- _Instructions for the task_: Report how many lines of the material below contain the string "sand", treating uppercase and lowercase letters as different. Give only the number.

=======

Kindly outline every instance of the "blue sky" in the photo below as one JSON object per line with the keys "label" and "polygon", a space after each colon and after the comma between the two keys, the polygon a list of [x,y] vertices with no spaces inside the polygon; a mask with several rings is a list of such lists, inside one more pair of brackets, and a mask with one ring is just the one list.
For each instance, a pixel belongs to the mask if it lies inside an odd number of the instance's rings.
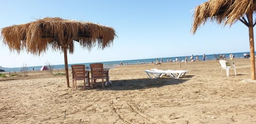
{"label": "blue sky", "polygon": [[[26,1],[26,2],[24,2]],[[89,52],[77,44],[68,63],[190,56],[249,51],[248,28],[237,21],[223,27],[207,22],[190,33],[194,9],[206,1],[2,1],[0,28],[45,17],[90,21],[114,28],[110,47]],[[0,41],[0,66],[63,64],[63,54],[49,49],[40,56],[11,52]]]}

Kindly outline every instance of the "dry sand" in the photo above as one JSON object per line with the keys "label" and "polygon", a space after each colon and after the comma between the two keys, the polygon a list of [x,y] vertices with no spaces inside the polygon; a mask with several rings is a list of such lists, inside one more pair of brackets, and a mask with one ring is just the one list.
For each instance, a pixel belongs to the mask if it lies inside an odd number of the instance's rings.
{"label": "dry sand", "polygon": [[[79,81],[74,90],[65,76],[45,71],[0,78],[0,123],[256,123],[250,60],[233,61],[236,76],[221,77],[215,60],[118,67],[103,89],[83,90]],[[151,80],[144,70],[151,68],[189,72]]]}

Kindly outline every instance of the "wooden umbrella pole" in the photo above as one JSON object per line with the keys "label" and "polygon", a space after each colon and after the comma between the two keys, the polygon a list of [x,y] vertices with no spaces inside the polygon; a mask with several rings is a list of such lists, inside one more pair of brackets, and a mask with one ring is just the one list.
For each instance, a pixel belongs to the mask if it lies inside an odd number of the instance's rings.
{"label": "wooden umbrella pole", "polygon": [[69,79],[68,78],[68,56],[67,55],[67,47],[65,47],[63,48],[64,51],[64,61],[65,63],[65,72],[66,72],[66,79],[67,79],[67,86],[68,87],[69,86]]}
{"label": "wooden umbrella pole", "polygon": [[254,54],[254,40],[253,35],[253,12],[250,12],[247,14],[248,22],[249,23],[249,37],[250,37],[250,53],[251,56],[251,71],[252,72],[252,80],[255,80],[255,54]]}

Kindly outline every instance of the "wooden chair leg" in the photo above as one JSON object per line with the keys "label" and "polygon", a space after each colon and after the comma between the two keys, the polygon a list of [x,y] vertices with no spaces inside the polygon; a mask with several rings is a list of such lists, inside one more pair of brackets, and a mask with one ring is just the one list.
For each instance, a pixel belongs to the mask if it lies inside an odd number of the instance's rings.
{"label": "wooden chair leg", "polygon": [[104,80],[103,79],[103,78],[102,79],[102,89],[103,89],[104,88]]}
{"label": "wooden chair leg", "polygon": [[85,79],[84,79],[84,89],[85,89]]}
{"label": "wooden chair leg", "polygon": [[75,90],[76,90],[76,80],[75,80],[74,86],[75,86]]}
{"label": "wooden chair leg", "polygon": [[91,87],[91,84],[90,82],[90,78],[87,78],[87,80],[88,80],[88,85],[89,85],[89,87]]}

=======

- _Solution to this exercise_: 2